▶ **COMPLETE THE FOLLOWING**:
a: In the text on tech stock valuations, rewrite the part that begins with "There are two" and ends with "earnings at all.", changing "huge" to "enormous".
b: In the text on tech stock valuations, what price-earnings ratio does a Bloomberg estimate give for Twitter?
c: Continue the passage on a possible tech bubble, picking up after its final sentence.

▶ **GIVEN TEXT**:
┄┄┄┄┄┄┄┄┄┄

Published: Sat 26 Jul 2014, 11:16 PM

Updated: Fri 3 Apr 2015, 9:34 PM

Her statement is akin to an official US warning of a potential tech bubble. It comes as Nasdaq’s biotech index has more than tripled in five years — after being almost unaffected by 2008’s financial crash — while the exchange’s social media index has surged 44 per cent in two years. In the second quarter, venture capital investment values almost doubled compared to a year ago.

There are two lines of thinking on the stocks. On the one hand, yes, the companies’ valuations on the stock market are huge compared to the money they actually make. A price-earnings ratio between 10 and 17 is generally considered normal. However, USA Today has already listed an example batch of nine small biotech firms valued between 87 and 233 times their earnings. According to a Bloomberg estimate, the figure for Twitter is around 881. Some social media startups have practically no earnings at all.

On the other hand, however, high price-earning ratios could be backed by expectations of phenomenal future growth. Both biotech and social media are likely poised for such expansion.

┄┄┄┄┄┄┄┄┄┄

▶ **SUPPLIED INFORMATION**:
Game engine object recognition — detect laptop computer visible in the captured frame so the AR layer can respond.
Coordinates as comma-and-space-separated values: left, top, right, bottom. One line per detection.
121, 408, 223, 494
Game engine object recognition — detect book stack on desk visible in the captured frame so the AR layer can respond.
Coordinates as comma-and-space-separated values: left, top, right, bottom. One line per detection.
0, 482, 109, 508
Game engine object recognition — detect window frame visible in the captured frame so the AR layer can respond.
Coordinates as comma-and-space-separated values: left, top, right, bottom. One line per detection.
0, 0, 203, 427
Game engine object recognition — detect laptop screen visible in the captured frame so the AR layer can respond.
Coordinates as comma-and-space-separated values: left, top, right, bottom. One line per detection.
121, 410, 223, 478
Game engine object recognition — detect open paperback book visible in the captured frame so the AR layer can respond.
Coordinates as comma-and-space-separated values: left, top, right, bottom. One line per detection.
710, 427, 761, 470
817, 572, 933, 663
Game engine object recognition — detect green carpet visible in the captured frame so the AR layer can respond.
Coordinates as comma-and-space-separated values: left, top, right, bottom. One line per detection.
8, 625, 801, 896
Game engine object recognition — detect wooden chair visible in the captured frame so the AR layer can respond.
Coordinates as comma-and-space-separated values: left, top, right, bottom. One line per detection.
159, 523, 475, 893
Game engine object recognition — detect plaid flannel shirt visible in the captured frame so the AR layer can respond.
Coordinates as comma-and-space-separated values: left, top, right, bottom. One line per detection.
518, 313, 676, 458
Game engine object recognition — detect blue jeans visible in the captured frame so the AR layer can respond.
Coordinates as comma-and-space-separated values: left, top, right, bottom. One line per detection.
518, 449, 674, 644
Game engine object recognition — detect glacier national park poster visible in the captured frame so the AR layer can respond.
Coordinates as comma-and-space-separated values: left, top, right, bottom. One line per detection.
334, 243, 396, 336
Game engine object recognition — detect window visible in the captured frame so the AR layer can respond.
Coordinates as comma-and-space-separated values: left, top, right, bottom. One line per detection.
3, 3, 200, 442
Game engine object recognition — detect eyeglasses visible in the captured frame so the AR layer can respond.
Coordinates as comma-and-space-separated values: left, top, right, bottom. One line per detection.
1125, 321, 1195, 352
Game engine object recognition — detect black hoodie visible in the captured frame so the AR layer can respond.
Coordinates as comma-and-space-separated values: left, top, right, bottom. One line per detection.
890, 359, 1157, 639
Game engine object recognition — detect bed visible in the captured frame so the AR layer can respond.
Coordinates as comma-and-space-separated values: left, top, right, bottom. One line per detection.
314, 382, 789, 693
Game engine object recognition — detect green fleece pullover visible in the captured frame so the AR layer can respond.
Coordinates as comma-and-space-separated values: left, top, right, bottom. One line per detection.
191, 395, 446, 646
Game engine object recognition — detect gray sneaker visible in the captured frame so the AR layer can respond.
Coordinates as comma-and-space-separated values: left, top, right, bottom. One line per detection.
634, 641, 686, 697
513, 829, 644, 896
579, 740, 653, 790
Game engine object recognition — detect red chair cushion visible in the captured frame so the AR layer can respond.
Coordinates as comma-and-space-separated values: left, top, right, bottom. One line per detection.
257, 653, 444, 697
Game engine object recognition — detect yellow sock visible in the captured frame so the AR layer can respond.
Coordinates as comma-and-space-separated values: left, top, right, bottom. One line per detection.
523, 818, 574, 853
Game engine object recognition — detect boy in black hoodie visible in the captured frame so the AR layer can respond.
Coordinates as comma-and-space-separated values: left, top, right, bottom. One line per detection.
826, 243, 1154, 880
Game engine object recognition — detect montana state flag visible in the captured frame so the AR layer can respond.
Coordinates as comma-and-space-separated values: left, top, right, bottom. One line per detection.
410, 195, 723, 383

┄┄┄┄┄┄┄┄┄┄

▶ **ANSWERS BY TASK**:
a:
There are two lines of thinking on the stocks. On the one hand, yes, the companies’ valuations on the stock market are enormous compared to the money they actually make. A price-earnings ratio between 10 and 17 is generally considered normal. However, USA Today has already listed an example batch of nine small biotech firms valued between 87 and 233 times their earnings. According to a Bloomberg estimate, the figure for Twitter is around 881. Some social media startups have practically no earnings at all.

b: Around 881.

c:
The crucial point is whether the stock prices will be able to fluctuate as usual as they are hit by corrections, or will crash instead. Institutional investors argue that the market is safe for now because most of the money has come from institutional investors. Whereas in 1999, they say, regular people were investing in dot-com stocks, pumping up prices with ill-informed speculation.

In the end, the story may diverge for biotech and social media. Many biotech startups aim to eventually make money as traditional businesses — by selling their innovations and products. The firms that have been listed as having high price-earnings ratios variously manufacture novel proteins to cure rare diseases or employ living organisms for drug production. But social media’s plans are frequently far more cloudy, as few social media startups in fact ever make money: they get bought out instead.

There have been billion-dollar venture capital valuations for tech companies on an almost weekly basis this year. Pinterest was valued at $5 billion, Airbnb at $10 billion, and Uber at $17 billion.

These compare to Facebook being valued at $500 million in 2006 — and making front-page headlines for it. There has clearly been a significant inflation in values, without a commensurate advance in revenue generation.

The market for social media ventures has had several hiccups already. Early this year, hedge funds pulled out of firms as related stock markets dipped.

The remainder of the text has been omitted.